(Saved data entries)
+ + + + +

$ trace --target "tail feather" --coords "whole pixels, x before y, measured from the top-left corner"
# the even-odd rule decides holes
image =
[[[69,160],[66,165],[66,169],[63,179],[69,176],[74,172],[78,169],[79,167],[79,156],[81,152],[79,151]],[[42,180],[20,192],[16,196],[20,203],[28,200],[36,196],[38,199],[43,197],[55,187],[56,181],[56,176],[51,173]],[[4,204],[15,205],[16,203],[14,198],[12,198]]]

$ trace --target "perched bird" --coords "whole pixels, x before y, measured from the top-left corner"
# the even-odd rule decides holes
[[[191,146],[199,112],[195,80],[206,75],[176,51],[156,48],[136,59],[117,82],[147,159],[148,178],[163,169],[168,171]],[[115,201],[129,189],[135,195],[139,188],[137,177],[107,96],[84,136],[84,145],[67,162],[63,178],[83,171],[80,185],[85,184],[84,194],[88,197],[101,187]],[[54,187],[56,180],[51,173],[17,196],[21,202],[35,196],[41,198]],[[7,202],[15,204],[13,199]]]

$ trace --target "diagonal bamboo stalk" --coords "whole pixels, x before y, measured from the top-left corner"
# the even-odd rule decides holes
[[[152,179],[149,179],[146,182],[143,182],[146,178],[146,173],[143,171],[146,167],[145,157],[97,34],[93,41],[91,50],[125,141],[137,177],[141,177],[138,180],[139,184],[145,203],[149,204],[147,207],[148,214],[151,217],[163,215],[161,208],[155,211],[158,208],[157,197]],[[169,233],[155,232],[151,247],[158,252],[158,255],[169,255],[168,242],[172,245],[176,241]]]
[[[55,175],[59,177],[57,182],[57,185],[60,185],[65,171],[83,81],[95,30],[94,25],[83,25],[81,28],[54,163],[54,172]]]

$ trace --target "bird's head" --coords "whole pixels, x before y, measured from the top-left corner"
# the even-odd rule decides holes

+ + + + +

WHAT YOU ARE ASKED TO DO: Which lines in the data above contain the word "trace"? Select each one and copy it out in full.

COMPLETE ANSWER:
$ trace --target "tail feather" --coords "whole pixels, x before y, measured from the top-left corner"
$ trace --target "perched bird" --coords "whole pixels, x before y, measured from the top-left corner"
$ trace --target "diagonal bamboo stalk" --coords "whole pixels, x before y, measured from the top-left corner"
$ trace --target "bird's head" --coords "whole pixels, x before y, measured from the top-left corner"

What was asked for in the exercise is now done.